WHAT THE TASK ASKS
Return the lines beginning at the one that contains "Phrase: gray cloud" and continuing to the end of the entries, including both ends, exactly as written and nothing else.

________________

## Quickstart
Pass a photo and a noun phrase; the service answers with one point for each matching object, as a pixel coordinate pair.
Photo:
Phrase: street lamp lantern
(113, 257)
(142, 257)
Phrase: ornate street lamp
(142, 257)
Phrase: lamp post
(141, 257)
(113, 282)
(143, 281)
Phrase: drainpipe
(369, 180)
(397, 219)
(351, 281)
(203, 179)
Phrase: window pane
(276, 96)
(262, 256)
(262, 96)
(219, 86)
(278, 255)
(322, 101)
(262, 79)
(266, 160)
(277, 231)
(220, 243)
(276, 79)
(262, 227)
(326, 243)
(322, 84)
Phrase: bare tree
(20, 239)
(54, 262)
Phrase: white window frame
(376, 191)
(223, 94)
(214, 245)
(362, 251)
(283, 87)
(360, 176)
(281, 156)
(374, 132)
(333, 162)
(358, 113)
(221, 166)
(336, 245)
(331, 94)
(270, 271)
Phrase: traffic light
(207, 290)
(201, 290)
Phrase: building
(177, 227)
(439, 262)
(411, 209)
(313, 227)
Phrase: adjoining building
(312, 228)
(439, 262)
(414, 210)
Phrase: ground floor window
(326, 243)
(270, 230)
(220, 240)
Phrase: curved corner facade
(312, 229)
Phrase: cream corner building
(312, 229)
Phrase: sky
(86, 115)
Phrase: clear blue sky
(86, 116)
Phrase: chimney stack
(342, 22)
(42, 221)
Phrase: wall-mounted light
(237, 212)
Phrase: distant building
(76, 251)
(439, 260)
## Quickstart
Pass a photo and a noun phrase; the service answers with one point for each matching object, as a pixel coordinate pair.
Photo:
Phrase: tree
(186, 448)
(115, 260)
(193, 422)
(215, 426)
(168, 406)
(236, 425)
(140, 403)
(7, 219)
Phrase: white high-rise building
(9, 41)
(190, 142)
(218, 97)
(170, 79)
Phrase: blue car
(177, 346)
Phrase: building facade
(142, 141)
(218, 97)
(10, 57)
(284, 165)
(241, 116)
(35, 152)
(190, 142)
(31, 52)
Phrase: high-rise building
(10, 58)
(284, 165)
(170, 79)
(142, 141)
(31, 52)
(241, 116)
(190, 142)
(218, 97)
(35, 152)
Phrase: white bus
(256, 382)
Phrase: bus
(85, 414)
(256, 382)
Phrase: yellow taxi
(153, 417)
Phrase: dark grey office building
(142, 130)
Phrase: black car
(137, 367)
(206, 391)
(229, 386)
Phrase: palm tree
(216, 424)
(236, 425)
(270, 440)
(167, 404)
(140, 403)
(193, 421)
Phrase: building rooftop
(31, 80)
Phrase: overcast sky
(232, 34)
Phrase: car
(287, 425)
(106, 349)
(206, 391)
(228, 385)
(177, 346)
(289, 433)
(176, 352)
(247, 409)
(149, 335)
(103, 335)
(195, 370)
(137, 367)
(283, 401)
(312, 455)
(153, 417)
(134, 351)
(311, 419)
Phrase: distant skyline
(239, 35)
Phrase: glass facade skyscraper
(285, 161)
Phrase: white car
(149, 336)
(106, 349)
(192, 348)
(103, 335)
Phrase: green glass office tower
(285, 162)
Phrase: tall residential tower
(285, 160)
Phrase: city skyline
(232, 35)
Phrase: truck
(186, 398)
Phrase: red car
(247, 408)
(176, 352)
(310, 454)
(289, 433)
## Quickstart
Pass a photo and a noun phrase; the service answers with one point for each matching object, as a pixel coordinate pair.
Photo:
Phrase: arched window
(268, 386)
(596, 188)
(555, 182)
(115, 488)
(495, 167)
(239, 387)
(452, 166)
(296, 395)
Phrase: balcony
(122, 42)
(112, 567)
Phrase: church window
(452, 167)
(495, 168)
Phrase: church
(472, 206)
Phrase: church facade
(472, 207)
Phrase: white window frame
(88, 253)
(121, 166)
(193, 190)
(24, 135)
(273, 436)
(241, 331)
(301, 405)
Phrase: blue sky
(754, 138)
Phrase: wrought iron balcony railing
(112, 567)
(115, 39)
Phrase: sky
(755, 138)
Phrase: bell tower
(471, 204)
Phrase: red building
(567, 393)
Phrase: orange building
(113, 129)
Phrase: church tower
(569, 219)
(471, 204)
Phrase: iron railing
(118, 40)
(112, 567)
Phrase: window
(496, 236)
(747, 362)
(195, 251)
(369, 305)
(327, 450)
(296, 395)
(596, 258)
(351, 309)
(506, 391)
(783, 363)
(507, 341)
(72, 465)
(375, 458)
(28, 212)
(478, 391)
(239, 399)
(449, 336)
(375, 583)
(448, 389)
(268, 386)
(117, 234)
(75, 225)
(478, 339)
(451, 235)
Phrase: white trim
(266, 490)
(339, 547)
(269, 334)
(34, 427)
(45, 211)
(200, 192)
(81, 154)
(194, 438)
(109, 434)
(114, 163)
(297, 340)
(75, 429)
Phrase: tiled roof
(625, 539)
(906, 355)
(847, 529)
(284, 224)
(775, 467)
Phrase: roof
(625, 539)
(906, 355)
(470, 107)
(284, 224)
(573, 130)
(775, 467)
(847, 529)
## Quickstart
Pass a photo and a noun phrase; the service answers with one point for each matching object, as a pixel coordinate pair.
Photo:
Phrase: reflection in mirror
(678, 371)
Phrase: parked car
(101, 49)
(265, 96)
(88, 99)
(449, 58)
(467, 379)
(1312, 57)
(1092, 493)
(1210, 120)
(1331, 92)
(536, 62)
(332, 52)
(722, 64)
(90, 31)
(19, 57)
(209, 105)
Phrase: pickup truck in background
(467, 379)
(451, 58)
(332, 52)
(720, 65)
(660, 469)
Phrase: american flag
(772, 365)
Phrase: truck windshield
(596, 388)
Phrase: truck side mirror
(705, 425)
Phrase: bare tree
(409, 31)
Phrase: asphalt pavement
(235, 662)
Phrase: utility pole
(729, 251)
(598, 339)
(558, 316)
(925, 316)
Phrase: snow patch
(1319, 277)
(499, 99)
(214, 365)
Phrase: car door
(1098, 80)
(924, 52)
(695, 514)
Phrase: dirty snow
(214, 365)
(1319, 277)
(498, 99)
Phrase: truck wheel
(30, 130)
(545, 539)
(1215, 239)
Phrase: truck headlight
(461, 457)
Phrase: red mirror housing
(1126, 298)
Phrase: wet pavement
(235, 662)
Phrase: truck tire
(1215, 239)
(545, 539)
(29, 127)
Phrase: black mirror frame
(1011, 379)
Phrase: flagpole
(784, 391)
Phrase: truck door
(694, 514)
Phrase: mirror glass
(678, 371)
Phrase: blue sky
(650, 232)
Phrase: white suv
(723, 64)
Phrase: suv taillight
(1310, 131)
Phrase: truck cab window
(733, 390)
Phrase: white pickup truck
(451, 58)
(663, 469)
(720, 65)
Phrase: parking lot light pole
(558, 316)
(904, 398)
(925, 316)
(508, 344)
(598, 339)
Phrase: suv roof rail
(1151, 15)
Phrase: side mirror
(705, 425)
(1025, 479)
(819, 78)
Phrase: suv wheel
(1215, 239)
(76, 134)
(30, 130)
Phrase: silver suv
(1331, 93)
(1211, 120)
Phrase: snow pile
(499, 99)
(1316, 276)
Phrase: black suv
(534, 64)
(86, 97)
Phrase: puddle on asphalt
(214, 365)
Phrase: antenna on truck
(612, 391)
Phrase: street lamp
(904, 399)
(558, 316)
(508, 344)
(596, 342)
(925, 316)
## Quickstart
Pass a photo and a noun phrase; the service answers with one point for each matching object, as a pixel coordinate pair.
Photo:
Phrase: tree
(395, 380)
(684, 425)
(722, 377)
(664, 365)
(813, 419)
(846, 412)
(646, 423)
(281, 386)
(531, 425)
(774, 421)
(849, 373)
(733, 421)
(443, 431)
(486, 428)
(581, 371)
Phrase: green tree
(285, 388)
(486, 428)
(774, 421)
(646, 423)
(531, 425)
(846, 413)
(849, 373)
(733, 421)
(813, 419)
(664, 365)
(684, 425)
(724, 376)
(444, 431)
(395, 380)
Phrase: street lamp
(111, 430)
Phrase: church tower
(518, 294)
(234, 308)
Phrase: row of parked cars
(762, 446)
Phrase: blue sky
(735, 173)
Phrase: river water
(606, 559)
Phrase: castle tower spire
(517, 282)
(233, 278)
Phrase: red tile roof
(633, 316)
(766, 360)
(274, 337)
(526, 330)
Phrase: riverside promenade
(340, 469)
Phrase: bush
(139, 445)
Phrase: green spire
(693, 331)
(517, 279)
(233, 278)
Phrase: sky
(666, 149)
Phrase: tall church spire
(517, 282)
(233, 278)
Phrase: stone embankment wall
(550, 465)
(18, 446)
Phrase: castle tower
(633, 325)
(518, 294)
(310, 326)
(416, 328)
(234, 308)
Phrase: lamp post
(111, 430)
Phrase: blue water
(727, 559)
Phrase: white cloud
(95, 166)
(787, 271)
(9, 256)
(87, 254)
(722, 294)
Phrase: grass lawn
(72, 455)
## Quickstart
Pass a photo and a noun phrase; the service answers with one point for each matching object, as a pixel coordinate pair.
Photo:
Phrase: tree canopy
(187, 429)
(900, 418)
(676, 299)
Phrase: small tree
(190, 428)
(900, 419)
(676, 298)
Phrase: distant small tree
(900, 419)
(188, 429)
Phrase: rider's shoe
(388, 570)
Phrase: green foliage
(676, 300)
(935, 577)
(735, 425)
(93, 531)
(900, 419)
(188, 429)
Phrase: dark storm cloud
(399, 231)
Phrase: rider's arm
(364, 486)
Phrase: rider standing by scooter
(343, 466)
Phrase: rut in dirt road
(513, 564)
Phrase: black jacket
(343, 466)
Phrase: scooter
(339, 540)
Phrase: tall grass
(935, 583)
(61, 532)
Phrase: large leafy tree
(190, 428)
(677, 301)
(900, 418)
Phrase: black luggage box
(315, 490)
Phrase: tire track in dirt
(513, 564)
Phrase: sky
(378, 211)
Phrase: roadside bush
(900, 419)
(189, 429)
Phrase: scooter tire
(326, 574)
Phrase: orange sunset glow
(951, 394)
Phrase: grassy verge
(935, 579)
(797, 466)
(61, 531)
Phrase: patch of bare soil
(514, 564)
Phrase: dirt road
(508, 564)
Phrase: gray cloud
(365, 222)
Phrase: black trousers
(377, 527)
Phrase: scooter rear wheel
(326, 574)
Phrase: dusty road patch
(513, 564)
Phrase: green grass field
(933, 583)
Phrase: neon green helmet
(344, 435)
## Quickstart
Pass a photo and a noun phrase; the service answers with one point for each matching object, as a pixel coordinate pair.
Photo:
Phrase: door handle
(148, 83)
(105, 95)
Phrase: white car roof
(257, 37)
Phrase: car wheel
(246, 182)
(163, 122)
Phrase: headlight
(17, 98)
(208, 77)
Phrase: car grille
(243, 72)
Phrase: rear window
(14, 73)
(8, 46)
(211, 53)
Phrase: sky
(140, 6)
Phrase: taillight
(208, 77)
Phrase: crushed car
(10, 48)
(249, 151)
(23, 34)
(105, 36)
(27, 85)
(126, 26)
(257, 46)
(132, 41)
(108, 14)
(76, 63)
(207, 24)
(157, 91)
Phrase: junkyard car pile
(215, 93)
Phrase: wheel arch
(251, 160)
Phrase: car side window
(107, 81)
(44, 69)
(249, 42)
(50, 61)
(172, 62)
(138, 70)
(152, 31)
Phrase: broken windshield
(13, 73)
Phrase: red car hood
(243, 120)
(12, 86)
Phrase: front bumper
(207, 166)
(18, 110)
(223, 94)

________________

RESPONSE
Phrase: gray cloud
(365, 222)
Phrase: black trousers
(377, 527)
Phrase: scooter rear wheel
(326, 574)
Phrase: dusty road patch
(513, 564)
Phrase: green grass field
(933, 583)
Phrase: neon green helmet
(344, 435)
## Quickstart
Pass a photo and a noun phrase; the service answers with one point for each matching object, as a pixel coordinate pair.
Photo:
Phrase: door handle
(148, 83)
(105, 95)
Phrase: white car roof
(257, 37)
Phrase: car wheel
(246, 182)
(163, 122)
Phrase: headlight
(17, 98)
(208, 77)
Phrase: car grille
(243, 72)
Phrase: rear window
(14, 73)
(8, 46)
(211, 53)
Phrase: sky
(140, 6)
Phrase: taillight
(208, 77)
Phrase: crushed car
(10, 48)
(249, 151)
(23, 34)
(105, 36)
(27, 85)
(126, 26)
(257, 46)
(132, 41)
(108, 14)
(76, 63)
(207, 24)
(157, 91)
Phrase: junkyard car pile
(215, 93)
Phrase: wheel arch
(251, 160)
Phrase: car side window
(107, 81)
(44, 69)
(249, 42)
(50, 61)
(172, 62)
(138, 70)
(152, 31)
Phrase: broken windshield
(13, 73)
Phrase: red car hood
(243, 120)
(12, 86)
Phrase: front bumper
(207, 166)
(18, 110)
(223, 94)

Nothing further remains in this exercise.